Given exercise —
Turn the lines from the one containing "289), using the photo above." through the end of the records, both ends included, into a JSON list of strings with one string per line. Leave out any blank lines.

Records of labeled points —
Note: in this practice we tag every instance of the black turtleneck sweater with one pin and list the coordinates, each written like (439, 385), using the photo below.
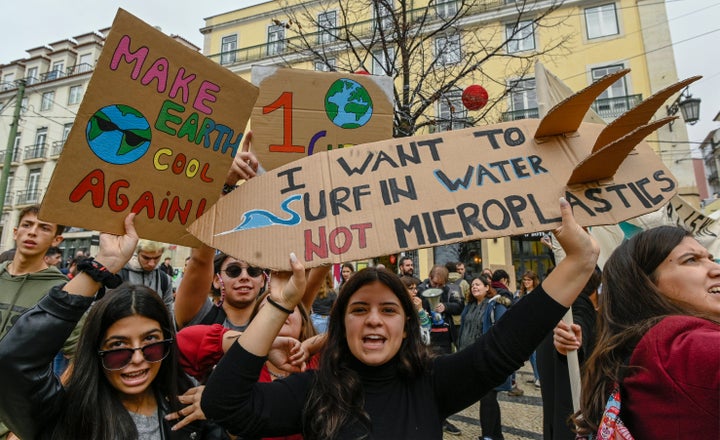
(398, 408)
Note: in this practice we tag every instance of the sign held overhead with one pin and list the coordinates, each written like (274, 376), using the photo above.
(156, 132)
(400, 194)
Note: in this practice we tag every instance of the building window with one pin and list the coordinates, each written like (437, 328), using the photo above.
(523, 99)
(327, 27)
(84, 63)
(8, 81)
(383, 16)
(32, 76)
(452, 114)
(447, 49)
(325, 65)
(75, 95)
(47, 100)
(612, 100)
(276, 39)
(520, 37)
(66, 131)
(384, 62)
(56, 71)
(446, 8)
(601, 21)
(8, 191)
(228, 49)
(32, 193)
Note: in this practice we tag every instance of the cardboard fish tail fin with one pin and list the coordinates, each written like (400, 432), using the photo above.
(604, 163)
(638, 115)
(567, 116)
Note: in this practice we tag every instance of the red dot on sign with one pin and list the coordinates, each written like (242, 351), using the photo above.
(474, 97)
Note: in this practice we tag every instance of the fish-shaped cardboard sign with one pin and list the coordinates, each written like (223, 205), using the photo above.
(156, 133)
(408, 193)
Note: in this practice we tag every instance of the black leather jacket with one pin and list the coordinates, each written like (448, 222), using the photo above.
(32, 397)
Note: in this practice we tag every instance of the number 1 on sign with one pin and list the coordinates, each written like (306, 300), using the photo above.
(284, 101)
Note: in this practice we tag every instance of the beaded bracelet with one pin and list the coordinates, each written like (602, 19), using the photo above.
(278, 306)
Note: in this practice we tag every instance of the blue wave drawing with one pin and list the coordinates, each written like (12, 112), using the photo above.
(260, 218)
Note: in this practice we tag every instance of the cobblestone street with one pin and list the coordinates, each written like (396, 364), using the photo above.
(521, 416)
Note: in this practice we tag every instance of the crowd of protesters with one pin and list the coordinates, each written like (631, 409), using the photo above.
(108, 349)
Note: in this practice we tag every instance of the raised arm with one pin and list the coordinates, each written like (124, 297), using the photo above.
(227, 397)
(193, 290)
(32, 395)
(570, 276)
(194, 287)
(315, 279)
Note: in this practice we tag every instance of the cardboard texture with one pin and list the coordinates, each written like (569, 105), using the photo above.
(156, 133)
(677, 212)
(303, 112)
(408, 193)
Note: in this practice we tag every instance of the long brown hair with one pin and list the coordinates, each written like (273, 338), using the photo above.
(336, 398)
(630, 304)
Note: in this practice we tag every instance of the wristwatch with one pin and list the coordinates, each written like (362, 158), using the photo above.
(99, 273)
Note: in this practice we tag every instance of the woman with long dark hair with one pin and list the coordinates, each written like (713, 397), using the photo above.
(376, 378)
(124, 379)
(658, 348)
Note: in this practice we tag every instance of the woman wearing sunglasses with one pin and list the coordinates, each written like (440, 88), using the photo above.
(124, 380)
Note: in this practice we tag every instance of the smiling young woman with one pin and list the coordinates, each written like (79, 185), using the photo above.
(376, 378)
(124, 378)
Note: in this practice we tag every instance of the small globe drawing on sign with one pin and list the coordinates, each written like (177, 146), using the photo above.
(118, 134)
(348, 104)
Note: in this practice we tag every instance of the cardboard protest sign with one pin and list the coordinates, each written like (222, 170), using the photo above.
(409, 193)
(156, 133)
(303, 112)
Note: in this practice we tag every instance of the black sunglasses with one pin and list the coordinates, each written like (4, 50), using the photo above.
(133, 139)
(117, 359)
(235, 270)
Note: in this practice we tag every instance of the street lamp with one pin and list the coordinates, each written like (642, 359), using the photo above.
(689, 107)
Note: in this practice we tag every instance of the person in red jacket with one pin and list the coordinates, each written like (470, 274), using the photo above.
(659, 340)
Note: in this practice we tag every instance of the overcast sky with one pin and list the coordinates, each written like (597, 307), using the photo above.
(694, 25)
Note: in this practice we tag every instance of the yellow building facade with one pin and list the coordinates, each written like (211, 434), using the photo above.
(577, 40)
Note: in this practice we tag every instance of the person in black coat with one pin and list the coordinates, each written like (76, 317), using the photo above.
(553, 366)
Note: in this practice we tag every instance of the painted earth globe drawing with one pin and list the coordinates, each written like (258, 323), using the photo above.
(118, 134)
(348, 104)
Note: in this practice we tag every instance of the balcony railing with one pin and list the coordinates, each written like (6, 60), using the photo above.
(359, 30)
(37, 151)
(611, 108)
(514, 115)
(28, 197)
(16, 155)
(607, 108)
(56, 148)
(51, 75)
(79, 68)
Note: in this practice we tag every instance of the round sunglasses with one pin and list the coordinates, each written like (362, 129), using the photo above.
(119, 358)
(234, 271)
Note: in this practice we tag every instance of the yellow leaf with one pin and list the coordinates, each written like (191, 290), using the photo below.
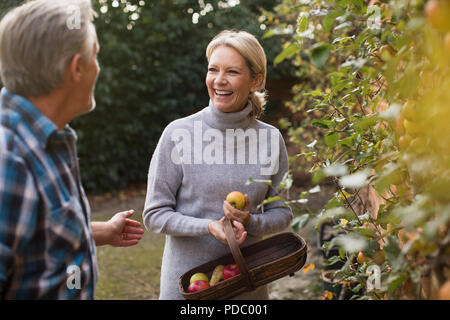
(308, 267)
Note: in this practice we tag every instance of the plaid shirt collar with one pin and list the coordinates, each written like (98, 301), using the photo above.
(42, 127)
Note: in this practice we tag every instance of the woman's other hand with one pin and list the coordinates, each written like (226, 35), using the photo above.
(242, 216)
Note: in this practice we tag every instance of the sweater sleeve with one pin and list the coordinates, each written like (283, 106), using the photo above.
(275, 217)
(164, 179)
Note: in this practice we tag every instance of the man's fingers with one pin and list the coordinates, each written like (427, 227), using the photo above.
(132, 223)
(129, 243)
(133, 230)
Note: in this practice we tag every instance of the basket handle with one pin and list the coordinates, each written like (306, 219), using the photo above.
(237, 255)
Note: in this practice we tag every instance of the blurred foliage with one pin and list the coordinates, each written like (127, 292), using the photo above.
(372, 117)
(153, 66)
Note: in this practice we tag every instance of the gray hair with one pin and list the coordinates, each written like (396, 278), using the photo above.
(38, 40)
(253, 53)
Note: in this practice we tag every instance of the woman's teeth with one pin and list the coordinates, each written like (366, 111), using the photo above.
(223, 93)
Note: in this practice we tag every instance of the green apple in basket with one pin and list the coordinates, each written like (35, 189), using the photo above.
(198, 276)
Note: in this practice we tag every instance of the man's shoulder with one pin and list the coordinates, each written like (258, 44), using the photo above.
(12, 139)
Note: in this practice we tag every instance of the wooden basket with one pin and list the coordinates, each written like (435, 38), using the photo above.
(259, 264)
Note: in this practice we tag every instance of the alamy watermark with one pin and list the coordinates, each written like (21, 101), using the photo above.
(74, 277)
(236, 146)
(374, 279)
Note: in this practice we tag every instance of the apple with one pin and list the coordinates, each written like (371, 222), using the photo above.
(447, 42)
(236, 199)
(230, 270)
(404, 141)
(198, 285)
(199, 276)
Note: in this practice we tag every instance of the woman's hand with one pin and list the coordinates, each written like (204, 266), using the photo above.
(216, 228)
(243, 216)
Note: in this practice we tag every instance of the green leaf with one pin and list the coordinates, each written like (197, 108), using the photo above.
(331, 139)
(251, 180)
(322, 123)
(287, 53)
(302, 23)
(300, 222)
(320, 53)
(395, 281)
(347, 142)
(270, 200)
(328, 21)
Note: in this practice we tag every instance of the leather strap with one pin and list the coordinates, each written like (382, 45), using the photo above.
(237, 255)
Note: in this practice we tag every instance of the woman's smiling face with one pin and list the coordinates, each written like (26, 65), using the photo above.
(229, 80)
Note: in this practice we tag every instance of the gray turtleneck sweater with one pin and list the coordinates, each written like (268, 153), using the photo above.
(199, 159)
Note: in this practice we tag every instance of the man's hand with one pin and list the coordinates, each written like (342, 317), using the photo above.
(119, 231)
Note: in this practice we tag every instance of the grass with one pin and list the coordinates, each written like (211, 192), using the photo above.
(129, 272)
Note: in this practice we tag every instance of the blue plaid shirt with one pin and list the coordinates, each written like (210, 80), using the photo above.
(46, 246)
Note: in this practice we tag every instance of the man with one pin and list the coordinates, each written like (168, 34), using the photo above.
(48, 65)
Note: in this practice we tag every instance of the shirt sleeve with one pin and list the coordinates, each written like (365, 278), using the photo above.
(164, 179)
(18, 212)
(276, 217)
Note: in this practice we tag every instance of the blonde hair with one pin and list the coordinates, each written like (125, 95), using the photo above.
(253, 53)
(37, 43)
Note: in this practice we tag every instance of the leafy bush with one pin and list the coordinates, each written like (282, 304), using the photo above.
(374, 108)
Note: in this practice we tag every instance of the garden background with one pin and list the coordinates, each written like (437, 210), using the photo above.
(360, 90)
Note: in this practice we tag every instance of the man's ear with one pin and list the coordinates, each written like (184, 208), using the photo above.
(257, 82)
(75, 68)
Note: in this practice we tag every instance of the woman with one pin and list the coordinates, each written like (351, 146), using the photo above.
(201, 158)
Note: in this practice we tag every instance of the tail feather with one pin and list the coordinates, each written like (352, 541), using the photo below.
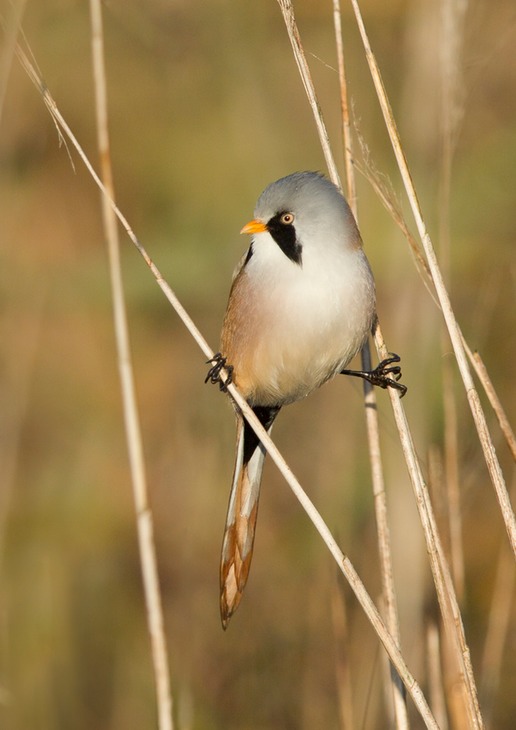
(237, 546)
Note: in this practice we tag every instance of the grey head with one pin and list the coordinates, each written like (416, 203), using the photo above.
(306, 209)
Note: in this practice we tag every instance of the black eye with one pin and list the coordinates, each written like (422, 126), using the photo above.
(287, 219)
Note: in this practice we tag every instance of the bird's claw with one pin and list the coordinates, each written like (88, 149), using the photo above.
(380, 375)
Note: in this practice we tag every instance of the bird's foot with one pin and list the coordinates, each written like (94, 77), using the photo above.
(218, 363)
(385, 374)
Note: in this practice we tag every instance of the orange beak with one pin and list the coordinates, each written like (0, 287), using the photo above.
(254, 226)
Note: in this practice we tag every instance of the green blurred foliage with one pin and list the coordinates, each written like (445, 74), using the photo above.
(206, 108)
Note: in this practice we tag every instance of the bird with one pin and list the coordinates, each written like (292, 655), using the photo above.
(301, 305)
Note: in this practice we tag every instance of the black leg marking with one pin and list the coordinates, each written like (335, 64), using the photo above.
(218, 364)
(380, 375)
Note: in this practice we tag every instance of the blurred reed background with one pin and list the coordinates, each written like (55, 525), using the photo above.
(206, 108)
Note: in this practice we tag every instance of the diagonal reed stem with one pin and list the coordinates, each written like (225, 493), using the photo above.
(144, 519)
(486, 443)
(371, 411)
(343, 562)
(440, 571)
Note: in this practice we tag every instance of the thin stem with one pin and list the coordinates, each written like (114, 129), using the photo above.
(449, 317)
(343, 562)
(144, 519)
(371, 411)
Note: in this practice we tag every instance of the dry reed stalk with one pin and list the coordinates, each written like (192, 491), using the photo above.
(342, 668)
(496, 405)
(453, 14)
(11, 29)
(448, 314)
(371, 410)
(389, 202)
(144, 518)
(434, 673)
(498, 628)
(343, 563)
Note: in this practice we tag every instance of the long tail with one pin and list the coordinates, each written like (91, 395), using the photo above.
(237, 545)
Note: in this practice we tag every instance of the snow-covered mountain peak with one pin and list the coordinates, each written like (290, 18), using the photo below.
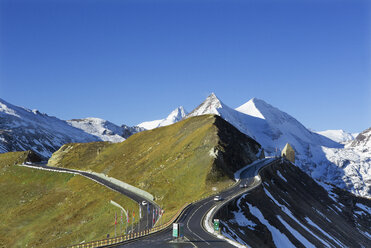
(175, 116)
(250, 108)
(6, 108)
(209, 106)
(104, 130)
(339, 135)
(363, 139)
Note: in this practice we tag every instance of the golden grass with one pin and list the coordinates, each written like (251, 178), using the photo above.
(172, 162)
(49, 209)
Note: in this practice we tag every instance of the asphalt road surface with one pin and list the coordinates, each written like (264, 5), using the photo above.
(147, 217)
(194, 233)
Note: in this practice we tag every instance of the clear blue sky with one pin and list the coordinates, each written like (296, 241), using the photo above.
(130, 61)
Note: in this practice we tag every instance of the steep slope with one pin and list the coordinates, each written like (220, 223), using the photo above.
(49, 209)
(339, 136)
(289, 209)
(354, 161)
(177, 164)
(268, 125)
(23, 129)
(175, 116)
(273, 128)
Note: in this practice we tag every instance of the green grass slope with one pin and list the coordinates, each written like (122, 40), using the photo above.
(178, 164)
(49, 209)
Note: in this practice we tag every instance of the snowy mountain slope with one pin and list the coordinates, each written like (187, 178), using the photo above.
(23, 129)
(289, 209)
(268, 125)
(339, 136)
(317, 155)
(353, 163)
(175, 116)
(103, 129)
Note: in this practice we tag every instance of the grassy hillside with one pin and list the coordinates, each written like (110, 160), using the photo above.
(48, 209)
(177, 164)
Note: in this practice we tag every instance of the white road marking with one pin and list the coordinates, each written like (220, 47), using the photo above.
(191, 218)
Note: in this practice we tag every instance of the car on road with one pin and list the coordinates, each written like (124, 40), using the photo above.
(217, 198)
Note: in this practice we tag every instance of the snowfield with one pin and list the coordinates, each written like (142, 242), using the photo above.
(321, 157)
(175, 116)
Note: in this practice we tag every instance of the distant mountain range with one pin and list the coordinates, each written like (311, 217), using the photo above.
(339, 136)
(24, 129)
(175, 116)
(332, 156)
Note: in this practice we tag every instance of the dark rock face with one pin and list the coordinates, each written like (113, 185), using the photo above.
(235, 149)
(288, 199)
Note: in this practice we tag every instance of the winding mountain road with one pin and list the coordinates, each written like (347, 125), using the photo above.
(195, 234)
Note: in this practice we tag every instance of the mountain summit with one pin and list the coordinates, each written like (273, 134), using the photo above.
(175, 116)
(315, 154)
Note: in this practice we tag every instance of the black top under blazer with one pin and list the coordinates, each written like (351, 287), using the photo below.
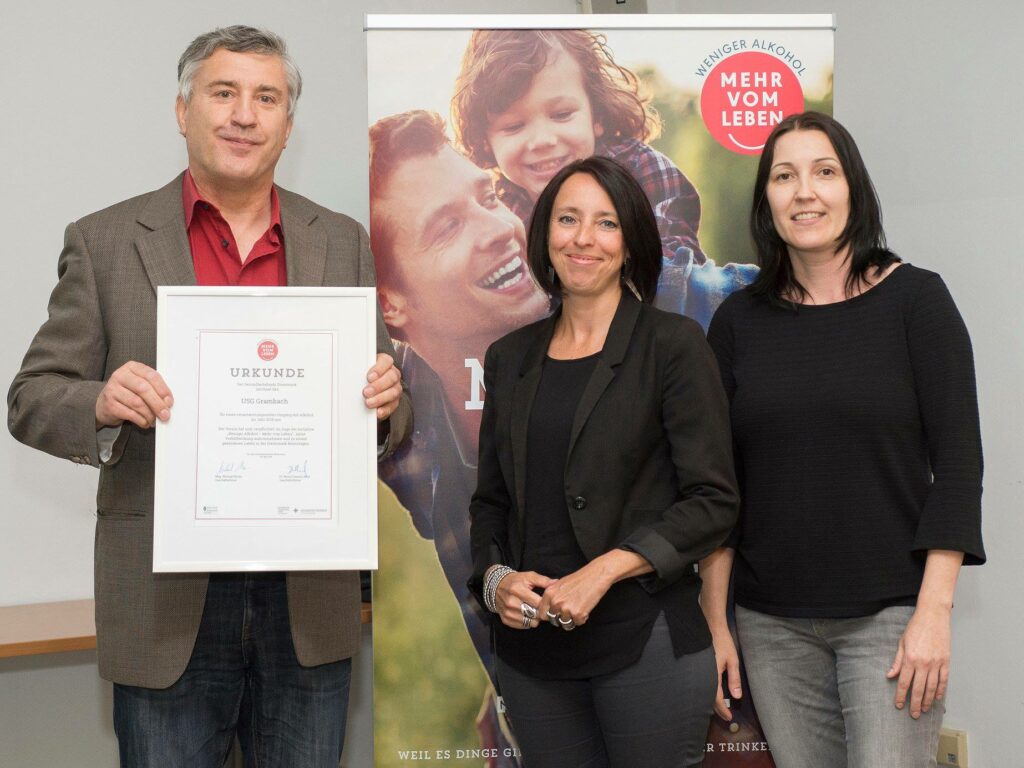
(649, 466)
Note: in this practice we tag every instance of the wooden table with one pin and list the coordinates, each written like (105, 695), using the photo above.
(47, 628)
(61, 627)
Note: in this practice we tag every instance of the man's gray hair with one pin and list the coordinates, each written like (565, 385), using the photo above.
(238, 39)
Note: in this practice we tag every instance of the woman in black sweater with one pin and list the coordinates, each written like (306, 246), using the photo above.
(855, 426)
(605, 473)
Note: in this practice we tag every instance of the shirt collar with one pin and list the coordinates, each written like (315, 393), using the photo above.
(190, 198)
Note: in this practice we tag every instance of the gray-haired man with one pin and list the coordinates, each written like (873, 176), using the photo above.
(197, 657)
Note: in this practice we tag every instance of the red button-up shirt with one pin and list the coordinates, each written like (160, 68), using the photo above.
(215, 254)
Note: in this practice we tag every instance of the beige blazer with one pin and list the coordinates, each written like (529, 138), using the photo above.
(103, 313)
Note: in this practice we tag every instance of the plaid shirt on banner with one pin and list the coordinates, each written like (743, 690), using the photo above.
(676, 203)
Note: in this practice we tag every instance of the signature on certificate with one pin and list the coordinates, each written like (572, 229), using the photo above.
(298, 470)
(230, 468)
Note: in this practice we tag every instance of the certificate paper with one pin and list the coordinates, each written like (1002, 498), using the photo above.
(264, 425)
(268, 461)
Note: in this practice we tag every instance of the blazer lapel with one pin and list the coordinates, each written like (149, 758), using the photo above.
(615, 345)
(305, 245)
(163, 246)
(522, 403)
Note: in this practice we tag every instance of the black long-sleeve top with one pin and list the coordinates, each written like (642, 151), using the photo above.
(647, 468)
(857, 444)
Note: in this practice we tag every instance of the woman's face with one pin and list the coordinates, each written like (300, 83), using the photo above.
(585, 242)
(808, 194)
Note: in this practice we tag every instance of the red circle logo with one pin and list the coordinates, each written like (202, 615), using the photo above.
(267, 350)
(745, 96)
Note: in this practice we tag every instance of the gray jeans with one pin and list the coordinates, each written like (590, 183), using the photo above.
(821, 693)
(653, 714)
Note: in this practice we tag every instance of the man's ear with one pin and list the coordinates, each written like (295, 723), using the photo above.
(179, 114)
(393, 306)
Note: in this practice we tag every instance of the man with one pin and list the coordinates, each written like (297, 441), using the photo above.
(452, 279)
(196, 657)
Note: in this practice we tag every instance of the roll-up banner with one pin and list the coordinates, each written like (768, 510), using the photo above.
(469, 118)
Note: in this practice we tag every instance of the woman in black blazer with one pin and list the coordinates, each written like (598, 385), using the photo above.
(605, 474)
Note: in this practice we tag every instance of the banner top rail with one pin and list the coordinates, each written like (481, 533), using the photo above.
(598, 20)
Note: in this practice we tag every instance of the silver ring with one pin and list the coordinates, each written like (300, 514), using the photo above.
(527, 610)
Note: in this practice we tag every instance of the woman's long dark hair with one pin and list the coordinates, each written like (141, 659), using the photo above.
(862, 233)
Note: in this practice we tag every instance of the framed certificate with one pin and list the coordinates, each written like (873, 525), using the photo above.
(268, 461)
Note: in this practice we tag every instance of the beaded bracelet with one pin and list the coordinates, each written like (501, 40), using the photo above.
(491, 581)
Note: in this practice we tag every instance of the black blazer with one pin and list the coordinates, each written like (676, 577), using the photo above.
(649, 466)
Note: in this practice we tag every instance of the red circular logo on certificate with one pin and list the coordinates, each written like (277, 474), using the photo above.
(745, 96)
(267, 350)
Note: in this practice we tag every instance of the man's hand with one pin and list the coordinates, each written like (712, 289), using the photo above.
(384, 389)
(134, 392)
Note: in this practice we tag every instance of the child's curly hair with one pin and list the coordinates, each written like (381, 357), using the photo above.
(499, 66)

Correct result —
[
  "Note: in this practice we tag every instance of the man's hand with one pin and list the coordinates, each written like (712, 289), using the photo above.",
  "(384, 389)",
  "(134, 392)",
  "Note: in this practice we tag every instance of the child's curly hair with one pin and list the coordinates, each written like (381, 357), using the photo above.",
  "(499, 66)"
]